I'm having some troubles in understanding why a REAL sum turns out to be COMPLEX.
The sum in question is the following:
$$\sum_{k = 1}^{+\infty} (-1)^{k+1} b(k) \omega^{-k/4} \sin\left(\frac{k\pi}{8}\right)$$
Where
$$b(k) = \frac{\Gamma\left(\frac{k+7}{4}\right)}{\Gamma\left(\frac{k+4}{4}\right)\left(\frac{k+3}{4}\right)}$$
Now, as you might see, nothing complex or imaginary occurs, also because I'm studying the case
$$\boxed{\omega >0}$$
Since $k$ runs around naturals, and $b(k)$ is a ratio between positive reals, and the sine function cannot get complex or imaginary for those values of $k$, how is possible that the sum turns up to be complex?
━━━━━━━━
• [REQUIRED TASKS]
1. In the post about the infinite sum, which case for ω is the writer studying?
2. Please carry on the post about the infinite sum, starting after its final question.
━━━━━━━━
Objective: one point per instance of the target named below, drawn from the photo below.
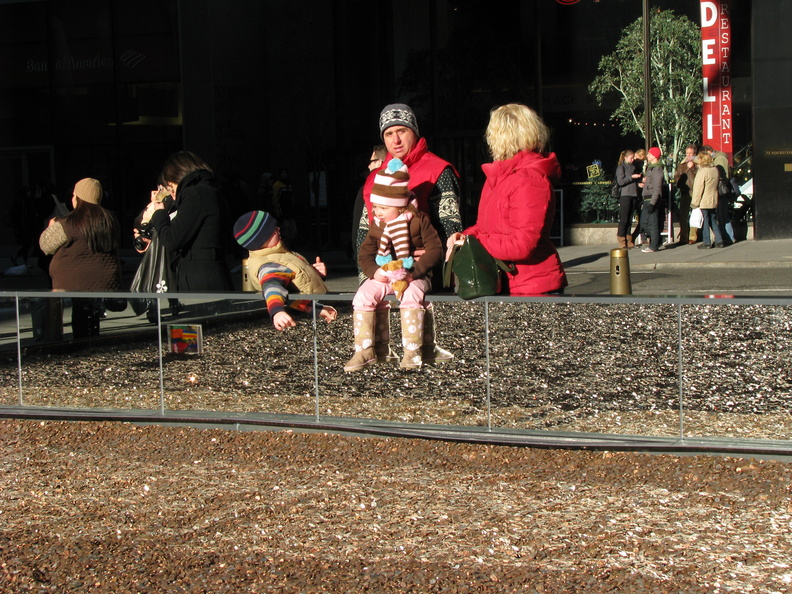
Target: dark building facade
(108, 88)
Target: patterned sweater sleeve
(275, 281)
(444, 204)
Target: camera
(145, 232)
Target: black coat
(196, 236)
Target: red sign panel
(716, 71)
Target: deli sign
(716, 71)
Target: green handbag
(476, 273)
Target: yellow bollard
(620, 272)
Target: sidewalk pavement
(767, 254)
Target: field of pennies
(116, 507)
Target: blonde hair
(514, 128)
(623, 155)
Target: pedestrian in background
(684, 176)
(652, 199)
(627, 180)
(705, 197)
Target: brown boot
(431, 353)
(382, 337)
(412, 337)
(363, 330)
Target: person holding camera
(154, 275)
(197, 236)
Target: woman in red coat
(517, 204)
━━━━━━━━
• [FINAL ANSWERS]
1. The case ω > 0.

2.
I used W. Mathematica (serious version, not Alpha) and one of the terms (writing down it all would be a hell) is the following:
$$-\frac{2 \color{red}{(-1)^{3/8}} \left(\color{red}{\sqrt[4]{-1}}-1\right) \, _3F_2\left(\frac{1}{2},1,1;\frac{5}{8},\frac{9}{8};-\frac{1}{\omega ^2}\right)}{\sqrt[4]{\omega } \Gamma \left(\frac{1}{4}\right)}$$
How do those RED terms come out?
Thank you in advance
Just because an expression has complex numbers in it, doesn't mean it's actually complex. Expanding out gives $$ (-1)^{3/8}(\sqrt[4]{-1}-1) = (-1)^{5/8}-(-1)^{3/8} = e^{5\pi i/8} - e^{3\pi i/8} \\ = e^{\pi i/2} (e^{i\pi/8}-e^{-i\pi/8}) = i \cdot 2i\sin{\left(\frac{\pi}{8}\right)} = -2\sin{\left(\frac{\pi}{8}\right)}. $$ This is real, of course; one finds using the half-angle formulae that $$ \sin{\left(\frac{\pi}{8}\right)} = \sqrt{\frac{1-\cos{(\pi/4)}}{2}} = \sqrt{\frac{\sqrt{2}-1}{2\sqrt{2}}} = \frac{1}{2}\sqrt{2-\sqrt{2}}. $$ (And in case you're wondering, Mathematica agrees if you use
ExpToTrig[Expand[]]on it.)